Locate the line with "Target: red pickup truck" in the material. Copy that line and each one after it, through the last, exactly and with nothing else.

[Data records]
━━━━━━━━━━━━━━━━━━━━

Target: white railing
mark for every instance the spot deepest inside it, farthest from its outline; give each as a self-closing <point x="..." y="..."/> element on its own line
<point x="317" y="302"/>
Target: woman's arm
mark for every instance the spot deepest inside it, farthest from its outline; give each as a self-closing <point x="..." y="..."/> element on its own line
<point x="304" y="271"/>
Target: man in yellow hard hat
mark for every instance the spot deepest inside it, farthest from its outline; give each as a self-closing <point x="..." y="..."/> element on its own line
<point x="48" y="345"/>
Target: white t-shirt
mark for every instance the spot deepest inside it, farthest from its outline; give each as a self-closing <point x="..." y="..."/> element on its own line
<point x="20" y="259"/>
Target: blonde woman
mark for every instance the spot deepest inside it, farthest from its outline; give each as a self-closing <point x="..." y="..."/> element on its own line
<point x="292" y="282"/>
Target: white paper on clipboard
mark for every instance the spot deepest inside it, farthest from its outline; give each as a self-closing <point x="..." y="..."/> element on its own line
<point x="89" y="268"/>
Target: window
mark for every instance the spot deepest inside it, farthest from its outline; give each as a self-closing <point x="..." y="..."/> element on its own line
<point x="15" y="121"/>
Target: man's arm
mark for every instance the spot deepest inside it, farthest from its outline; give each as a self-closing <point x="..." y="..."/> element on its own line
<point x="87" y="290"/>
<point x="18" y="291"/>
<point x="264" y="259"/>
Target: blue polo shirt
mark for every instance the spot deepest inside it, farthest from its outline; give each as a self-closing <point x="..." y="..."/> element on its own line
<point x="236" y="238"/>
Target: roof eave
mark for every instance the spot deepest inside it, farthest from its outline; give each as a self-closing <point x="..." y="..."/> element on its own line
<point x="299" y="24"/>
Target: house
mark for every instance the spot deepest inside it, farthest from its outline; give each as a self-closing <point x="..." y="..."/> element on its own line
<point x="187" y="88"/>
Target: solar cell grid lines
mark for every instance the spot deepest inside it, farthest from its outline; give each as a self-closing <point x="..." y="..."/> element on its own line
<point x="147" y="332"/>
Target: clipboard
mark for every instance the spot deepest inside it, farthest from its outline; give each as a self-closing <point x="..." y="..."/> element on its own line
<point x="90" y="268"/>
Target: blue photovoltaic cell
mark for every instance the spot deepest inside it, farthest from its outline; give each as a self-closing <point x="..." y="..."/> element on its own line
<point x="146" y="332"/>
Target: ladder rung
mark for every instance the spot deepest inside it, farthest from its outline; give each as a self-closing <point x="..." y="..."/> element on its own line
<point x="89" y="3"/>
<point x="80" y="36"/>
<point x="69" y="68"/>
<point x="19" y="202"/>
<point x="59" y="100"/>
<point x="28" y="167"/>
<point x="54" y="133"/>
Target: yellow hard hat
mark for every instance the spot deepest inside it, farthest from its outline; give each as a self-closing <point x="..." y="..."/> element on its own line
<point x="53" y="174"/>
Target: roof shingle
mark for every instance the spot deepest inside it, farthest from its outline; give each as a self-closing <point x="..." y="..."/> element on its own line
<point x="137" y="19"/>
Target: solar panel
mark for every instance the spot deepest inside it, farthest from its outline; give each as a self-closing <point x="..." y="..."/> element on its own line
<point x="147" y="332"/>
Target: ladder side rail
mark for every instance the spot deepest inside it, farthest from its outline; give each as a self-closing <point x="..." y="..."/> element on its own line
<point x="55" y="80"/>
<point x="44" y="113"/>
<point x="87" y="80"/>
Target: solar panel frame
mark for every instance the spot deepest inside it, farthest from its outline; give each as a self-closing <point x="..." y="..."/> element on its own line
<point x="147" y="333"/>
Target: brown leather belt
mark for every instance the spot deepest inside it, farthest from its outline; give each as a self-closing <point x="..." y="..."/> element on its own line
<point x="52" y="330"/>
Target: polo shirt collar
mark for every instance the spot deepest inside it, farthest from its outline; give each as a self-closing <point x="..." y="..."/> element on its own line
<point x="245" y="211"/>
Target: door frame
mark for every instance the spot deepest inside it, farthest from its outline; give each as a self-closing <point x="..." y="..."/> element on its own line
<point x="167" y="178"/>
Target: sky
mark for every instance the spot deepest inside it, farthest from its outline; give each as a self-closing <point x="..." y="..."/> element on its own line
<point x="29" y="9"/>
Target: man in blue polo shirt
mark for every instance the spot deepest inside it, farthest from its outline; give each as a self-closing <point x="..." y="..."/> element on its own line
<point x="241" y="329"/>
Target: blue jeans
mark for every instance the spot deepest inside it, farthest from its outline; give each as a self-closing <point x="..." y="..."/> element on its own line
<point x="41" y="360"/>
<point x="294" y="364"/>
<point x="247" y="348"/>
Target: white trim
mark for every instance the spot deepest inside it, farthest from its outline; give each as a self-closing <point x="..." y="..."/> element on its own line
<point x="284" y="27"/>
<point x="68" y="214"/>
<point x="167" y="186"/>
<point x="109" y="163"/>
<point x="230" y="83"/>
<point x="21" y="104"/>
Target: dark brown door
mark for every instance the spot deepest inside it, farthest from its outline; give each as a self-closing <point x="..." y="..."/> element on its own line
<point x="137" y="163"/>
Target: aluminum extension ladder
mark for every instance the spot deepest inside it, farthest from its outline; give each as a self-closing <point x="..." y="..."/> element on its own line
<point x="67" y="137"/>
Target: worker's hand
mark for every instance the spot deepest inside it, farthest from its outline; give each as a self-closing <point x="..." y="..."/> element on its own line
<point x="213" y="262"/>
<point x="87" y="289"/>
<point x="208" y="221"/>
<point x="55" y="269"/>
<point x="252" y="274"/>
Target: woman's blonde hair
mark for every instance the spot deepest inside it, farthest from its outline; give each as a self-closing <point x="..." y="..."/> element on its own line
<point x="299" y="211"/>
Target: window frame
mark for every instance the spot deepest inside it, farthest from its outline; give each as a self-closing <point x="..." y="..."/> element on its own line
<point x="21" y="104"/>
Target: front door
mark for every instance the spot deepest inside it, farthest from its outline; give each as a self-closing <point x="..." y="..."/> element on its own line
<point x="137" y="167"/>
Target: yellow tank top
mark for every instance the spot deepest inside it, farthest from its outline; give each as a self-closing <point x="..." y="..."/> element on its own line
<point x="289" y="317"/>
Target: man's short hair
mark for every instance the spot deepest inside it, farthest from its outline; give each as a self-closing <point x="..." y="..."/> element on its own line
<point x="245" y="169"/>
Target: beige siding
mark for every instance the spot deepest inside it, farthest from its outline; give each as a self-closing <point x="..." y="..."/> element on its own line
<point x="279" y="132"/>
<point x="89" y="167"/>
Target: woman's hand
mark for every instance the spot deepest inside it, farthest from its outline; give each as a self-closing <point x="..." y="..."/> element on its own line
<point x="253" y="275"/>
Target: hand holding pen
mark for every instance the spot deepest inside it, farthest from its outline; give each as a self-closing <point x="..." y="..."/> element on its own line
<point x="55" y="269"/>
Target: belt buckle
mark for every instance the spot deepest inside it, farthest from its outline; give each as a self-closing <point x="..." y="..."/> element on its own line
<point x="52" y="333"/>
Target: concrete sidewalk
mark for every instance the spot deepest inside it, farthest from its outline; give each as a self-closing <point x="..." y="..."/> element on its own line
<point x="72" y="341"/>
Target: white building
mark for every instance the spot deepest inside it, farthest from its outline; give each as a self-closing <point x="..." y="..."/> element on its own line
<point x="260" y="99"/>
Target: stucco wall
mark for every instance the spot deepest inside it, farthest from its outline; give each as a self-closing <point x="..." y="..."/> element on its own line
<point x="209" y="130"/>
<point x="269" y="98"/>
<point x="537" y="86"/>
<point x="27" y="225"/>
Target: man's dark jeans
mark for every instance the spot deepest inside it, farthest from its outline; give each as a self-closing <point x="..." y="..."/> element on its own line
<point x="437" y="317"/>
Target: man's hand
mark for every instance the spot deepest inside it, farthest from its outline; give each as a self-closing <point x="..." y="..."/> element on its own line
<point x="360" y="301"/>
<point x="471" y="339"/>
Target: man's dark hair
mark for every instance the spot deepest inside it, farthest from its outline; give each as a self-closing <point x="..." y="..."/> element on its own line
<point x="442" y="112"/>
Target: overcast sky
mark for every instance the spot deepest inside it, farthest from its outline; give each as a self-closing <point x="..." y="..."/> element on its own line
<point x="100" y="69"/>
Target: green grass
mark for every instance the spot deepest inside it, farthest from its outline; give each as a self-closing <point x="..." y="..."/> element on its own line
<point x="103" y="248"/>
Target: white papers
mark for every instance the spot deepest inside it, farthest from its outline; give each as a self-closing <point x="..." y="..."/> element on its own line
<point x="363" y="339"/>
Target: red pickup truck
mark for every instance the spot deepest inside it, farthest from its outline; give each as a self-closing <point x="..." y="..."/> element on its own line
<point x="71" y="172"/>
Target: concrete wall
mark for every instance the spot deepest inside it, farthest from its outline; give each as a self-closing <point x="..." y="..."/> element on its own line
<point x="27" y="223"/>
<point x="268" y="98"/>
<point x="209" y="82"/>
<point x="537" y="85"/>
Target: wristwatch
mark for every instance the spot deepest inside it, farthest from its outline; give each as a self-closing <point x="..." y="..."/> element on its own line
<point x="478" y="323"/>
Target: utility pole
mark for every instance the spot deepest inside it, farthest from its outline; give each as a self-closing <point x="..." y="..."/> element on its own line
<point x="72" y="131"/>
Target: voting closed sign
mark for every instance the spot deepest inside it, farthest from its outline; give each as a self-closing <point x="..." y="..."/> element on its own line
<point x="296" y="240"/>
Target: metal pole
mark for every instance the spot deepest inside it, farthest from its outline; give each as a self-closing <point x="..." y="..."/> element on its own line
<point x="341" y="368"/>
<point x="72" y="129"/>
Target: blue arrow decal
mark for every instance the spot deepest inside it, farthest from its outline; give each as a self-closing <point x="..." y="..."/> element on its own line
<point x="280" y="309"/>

━━━━━━━━━━━━━━━━━━━━

EXERCISE RESULT:
Target: red pickup truck
mark for every instance the spot deepest inside it, farthest from its outline; give each as a self-closing <point x="..." y="..."/> element on its own line
<point x="71" y="172"/>
Target: concrete wall
mark for every instance the spot deepest inside it, farthest from its outline; give each as a self-closing <point x="..." y="..."/> element on its own line
<point x="27" y="223"/>
<point x="268" y="98"/>
<point x="209" y="82"/>
<point x="537" y="85"/>
Target: wristwatch
mark for every instance the spot deepest inside it, farthest from its outline; give each as a self-closing <point x="..." y="..."/> element on its own line
<point x="478" y="323"/>
Target: utility pole
mark for every instance the spot deepest inside it, farthest from its outline; give each as a self-closing <point x="..." y="..."/> element on its own line
<point x="72" y="131"/>
Target: voting closed sign
mark for every instance the spot deepest inside it, farthest from its outline; give each as a self-closing <point x="..." y="..."/> element on its own line
<point x="296" y="240"/>
Target: metal pole
mark for every instance the spot deepest inside it, farthest from its outline; give each as a self-closing <point x="..." y="..."/> element on its own line
<point x="341" y="368"/>
<point x="72" y="129"/>
Target: blue arrow decal
mark for every instance the spot deepest inside it, farthest from its outline; give each as a self-closing <point x="..." y="..."/> element on its own line
<point x="280" y="309"/>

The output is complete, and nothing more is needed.